What this task involves:
Rewrite every line of the records below as a numbered list, leaving out the blank lines.

Records supplied:
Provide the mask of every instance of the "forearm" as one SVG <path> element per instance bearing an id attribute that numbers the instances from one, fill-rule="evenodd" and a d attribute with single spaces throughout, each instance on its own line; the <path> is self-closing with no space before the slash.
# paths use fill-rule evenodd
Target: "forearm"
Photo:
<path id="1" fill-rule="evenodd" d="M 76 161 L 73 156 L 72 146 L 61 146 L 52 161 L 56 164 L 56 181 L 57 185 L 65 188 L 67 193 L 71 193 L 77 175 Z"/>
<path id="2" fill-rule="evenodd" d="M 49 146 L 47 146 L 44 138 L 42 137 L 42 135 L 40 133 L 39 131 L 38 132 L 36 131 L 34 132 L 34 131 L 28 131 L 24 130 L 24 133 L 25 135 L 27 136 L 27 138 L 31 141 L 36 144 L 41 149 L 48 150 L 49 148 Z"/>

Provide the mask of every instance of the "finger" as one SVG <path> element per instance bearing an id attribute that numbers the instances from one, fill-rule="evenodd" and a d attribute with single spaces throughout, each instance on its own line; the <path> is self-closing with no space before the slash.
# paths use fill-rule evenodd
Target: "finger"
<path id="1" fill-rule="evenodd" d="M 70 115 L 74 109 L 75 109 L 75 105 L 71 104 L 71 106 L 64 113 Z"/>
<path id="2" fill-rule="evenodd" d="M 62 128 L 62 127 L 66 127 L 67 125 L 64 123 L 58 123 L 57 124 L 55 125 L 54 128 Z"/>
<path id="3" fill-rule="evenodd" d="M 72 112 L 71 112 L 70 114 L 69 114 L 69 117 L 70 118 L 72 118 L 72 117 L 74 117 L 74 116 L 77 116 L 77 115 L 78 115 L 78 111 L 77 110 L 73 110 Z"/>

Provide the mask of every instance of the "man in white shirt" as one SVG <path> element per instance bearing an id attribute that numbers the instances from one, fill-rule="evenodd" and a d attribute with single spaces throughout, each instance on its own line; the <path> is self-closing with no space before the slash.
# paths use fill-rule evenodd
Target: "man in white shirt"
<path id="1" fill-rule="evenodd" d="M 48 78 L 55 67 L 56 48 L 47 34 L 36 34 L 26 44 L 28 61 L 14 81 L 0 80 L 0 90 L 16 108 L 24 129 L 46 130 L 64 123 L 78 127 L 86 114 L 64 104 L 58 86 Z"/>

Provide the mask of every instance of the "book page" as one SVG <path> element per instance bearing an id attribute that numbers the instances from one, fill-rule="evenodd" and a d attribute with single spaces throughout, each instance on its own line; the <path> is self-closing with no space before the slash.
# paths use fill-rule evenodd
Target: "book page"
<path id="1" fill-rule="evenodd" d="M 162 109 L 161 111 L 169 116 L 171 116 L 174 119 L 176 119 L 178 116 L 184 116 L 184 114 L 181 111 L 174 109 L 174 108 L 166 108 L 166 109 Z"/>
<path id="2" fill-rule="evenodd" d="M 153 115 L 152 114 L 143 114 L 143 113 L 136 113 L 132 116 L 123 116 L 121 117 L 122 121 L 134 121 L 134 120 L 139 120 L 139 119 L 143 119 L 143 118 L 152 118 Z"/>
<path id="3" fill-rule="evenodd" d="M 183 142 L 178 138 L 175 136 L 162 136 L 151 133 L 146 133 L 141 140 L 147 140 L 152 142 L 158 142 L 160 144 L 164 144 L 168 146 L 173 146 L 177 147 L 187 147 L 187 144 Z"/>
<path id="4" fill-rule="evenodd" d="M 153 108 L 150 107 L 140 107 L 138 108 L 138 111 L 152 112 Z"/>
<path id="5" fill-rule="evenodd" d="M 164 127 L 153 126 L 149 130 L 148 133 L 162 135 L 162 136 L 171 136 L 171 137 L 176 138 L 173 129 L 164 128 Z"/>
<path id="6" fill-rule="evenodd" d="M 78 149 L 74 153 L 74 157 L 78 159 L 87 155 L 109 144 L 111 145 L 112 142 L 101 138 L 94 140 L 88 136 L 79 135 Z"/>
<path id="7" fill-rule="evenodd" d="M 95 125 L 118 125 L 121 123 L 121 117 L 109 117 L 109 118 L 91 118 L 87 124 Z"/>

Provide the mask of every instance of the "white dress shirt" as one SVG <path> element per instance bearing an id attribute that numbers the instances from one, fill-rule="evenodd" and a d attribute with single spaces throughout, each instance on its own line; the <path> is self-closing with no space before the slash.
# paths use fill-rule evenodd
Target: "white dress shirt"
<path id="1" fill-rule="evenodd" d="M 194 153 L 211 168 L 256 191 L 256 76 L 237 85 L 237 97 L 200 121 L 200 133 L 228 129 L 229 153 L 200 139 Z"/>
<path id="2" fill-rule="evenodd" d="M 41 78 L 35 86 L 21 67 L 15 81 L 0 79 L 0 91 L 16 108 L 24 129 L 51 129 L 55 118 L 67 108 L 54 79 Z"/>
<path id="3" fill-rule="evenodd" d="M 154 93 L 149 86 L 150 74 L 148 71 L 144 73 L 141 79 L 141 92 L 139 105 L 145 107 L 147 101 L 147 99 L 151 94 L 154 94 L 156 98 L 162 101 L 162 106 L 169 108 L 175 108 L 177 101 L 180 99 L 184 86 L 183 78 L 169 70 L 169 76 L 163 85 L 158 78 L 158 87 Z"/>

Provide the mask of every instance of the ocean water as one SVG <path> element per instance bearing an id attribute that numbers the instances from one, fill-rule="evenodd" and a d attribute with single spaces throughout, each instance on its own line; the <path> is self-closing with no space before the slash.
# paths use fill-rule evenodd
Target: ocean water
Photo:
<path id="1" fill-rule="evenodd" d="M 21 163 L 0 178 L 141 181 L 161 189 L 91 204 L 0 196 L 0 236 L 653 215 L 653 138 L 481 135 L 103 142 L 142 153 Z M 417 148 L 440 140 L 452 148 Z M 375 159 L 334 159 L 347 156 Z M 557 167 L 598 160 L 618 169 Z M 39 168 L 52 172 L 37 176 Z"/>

In response:
1. Provide the mask of every instance of the "forearm" as one SVG <path> element per instance bearing an id attribute that numbers the instances from one, fill-rule="evenodd" and a d attribute with single spaces throughout, each instance on its own line; the <path> is self-closing with no space before the slash.
2. # paths use fill-rule evenodd
3. Target: "forearm"
4. Photo:
5. <path id="1" fill-rule="evenodd" d="M 76 161 L 73 156 L 72 146 L 61 146 L 52 161 L 56 164 L 56 181 L 57 185 L 65 188 L 67 193 L 71 193 L 77 175 Z"/>
6. <path id="2" fill-rule="evenodd" d="M 49 146 L 47 146 L 44 138 L 42 137 L 42 135 L 40 133 L 39 131 L 38 132 L 36 131 L 34 132 L 34 131 L 28 131 L 24 130 L 24 133 L 25 135 L 27 136 L 27 138 L 31 141 L 36 144 L 41 149 L 48 150 L 49 148 Z"/>
7. Provide the mask of every instance of the "finger" as one SVG <path> element per instance bearing an id attribute that numbers the instances from one, fill-rule="evenodd" and a d attribute with single spaces throughout, each instance on its own line; the <path> is self-closing with no space before the slash.
8. # paths use fill-rule evenodd
9. Target: "finger"
10. <path id="1" fill-rule="evenodd" d="M 70 115 L 74 109 L 75 109 L 75 105 L 71 104 L 71 106 L 64 113 Z"/>
11. <path id="2" fill-rule="evenodd" d="M 62 128 L 62 127 L 66 127 L 67 125 L 64 123 L 58 123 L 57 124 L 55 125 L 54 128 Z"/>
12. <path id="3" fill-rule="evenodd" d="M 72 112 L 71 112 L 70 114 L 69 114 L 69 117 L 70 118 L 72 118 L 72 117 L 74 117 L 74 116 L 77 116 L 77 115 L 78 115 L 78 111 L 77 110 L 73 110 Z"/>
13. Provide the mask of every instance of the "man in white shirt" as one SVG <path> element per instance bearing an id attribute that numbers the instances from one, fill-rule="evenodd" and a d attribute with single spaces throughout, each instance on its own line; the <path> is self-closing with no space before the slash.
14. # paths use fill-rule evenodd
15. Target: "man in white shirt"
16. <path id="1" fill-rule="evenodd" d="M 48 78 L 55 67 L 56 48 L 47 34 L 36 34 L 26 44 L 28 61 L 14 81 L 0 80 L 0 90 L 16 108 L 24 129 L 46 130 L 64 123 L 78 127 L 86 114 L 64 104 L 58 86 Z"/>
17. Provide the mask of every instance of the "book page" as one SVG <path> element per instance bearing an id attribute that numbers the instances from one, fill-rule="evenodd" and a d attribute with single spaces throughout, each instance on its own line; the <path> is self-closing with no space before the slash.
18. # paths use fill-rule evenodd
19. Target: "book page"
20. <path id="1" fill-rule="evenodd" d="M 162 109 L 161 111 L 169 116 L 171 116 L 174 119 L 176 119 L 178 116 L 184 116 L 184 114 L 181 111 L 174 109 L 174 108 L 166 108 L 166 109 Z"/>
21. <path id="2" fill-rule="evenodd" d="M 153 115 L 152 114 L 143 114 L 143 113 L 136 113 L 132 116 L 123 116 L 121 117 L 122 121 L 134 121 L 134 120 L 139 120 L 139 119 L 143 119 L 143 118 L 152 118 Z"/>
22. <path id="3" fill-rule="evenodd" d="M 183 142 L 178 138 L 175 136 L 162 136 L 151 133 L 146 133 L 141 140 L 147 140 L 152 142 L 158 142 L 160 144 L 164 144 L 168 146 L 173 146 L 177 147 L 187 147 L 187 144 Z"/>
23. <path id="4" fill-rule="evenodd" d="M 153 108 L 150 107 L 140 107 L 138 108 L 138 111 L 152 112 Z"/>
24. <path id="5" fill-rule="evenodd" d="M 164 127 L 153 126 L 149 130 L 148 133 L 162 135 L 162 136 L 171 136 L 171 137 L 176 138 L 173 129 L 164 128 Z"/>
25. <path id="6" fill-rule="evenodd" d="M 78 149 L 74 153 L 74 157 L 78 159 L 87 155 L 109 144 L 111 145 L 112 142 L 101 138 L 94 140 L 88 136 L 79 135 Z"/>
26. <path id="7" fill-rule="evenodd" d="M 95 125 L 118 125 L 121 123 L 121 117 L 109 117 L 109 118 L 91 118 L 87 124 Z"/>
27. Provide the mask of every instance of the "white dress shirt" as one SVG <path> element per instance bearing an id attribute that numbers the instances from one, fill-rule="evenodd" and a d attribute with single spaces throughout, each instance on its own line; the <path> is self-closing with no space before the slash.
28. # paths use fill-rule evenodd
29. Target: "white dress shirt"
30. <path id="1" fill-rule="evenodd" d="M 194 153 L 211 168 L 256 191 L 256 76 L 237 85 L 237 97 L 200 121 L 200 133 L 228 129 L 229 153 L 200 139 Z"/>
31. <path id="2" fill-rule="evenodd" d="M 41 78 L 35 86 L 21 67 L 15 81 L 0 79 L 0 91 L 16 108 L 24 129 L 51 129 L 55 118 L 67 108 L 54 79 Z"/>
32. <path id="3" fill-rule="evenodd" d="M 154 93 L 149 86 L 150 74 L 148 71 L 144 73 L 141 79 L 141 92 L 139 105 L 145 107 L 147 101 L 147 99 L 151 94 L 154 94 L 156 98 L 162 101 L 162 106 L 169 108 L 175 108 L 177 101 L 180 99 L 184 86 L 183 78 L 169 70 L 169 76 L 163 85 L 158 78 L 158 87 Z"/>
33. Provide the mask of every instance of the ocean water as one SVG <path> element per instance bearing an id attribute that numbers the instances from one, fill-rule="evenodd" and a d attribute with single spaces throughout, each instance on its own line; the <path> is self-closing with no space before the slash.
34. # paths use fill-rule evenodd
35. Target: ocean water
36. Photo:
37. <path id="1" fill-rule="evenodd" d="M 21 163 L 0 178 L 141 181 L 161 189 L 91 204 L 0 196 L 0 236 L 653 215 L 653 138 L 481 135 L 103 142 L 142 153 Z M 417 148 L 440 140 L 452 148 Z M 375 159 L 334 159 L 347 156 Z M 557 167 L 598 160 L 618 169 Z M 39 168 L 52 172 L 37 176 Z"/>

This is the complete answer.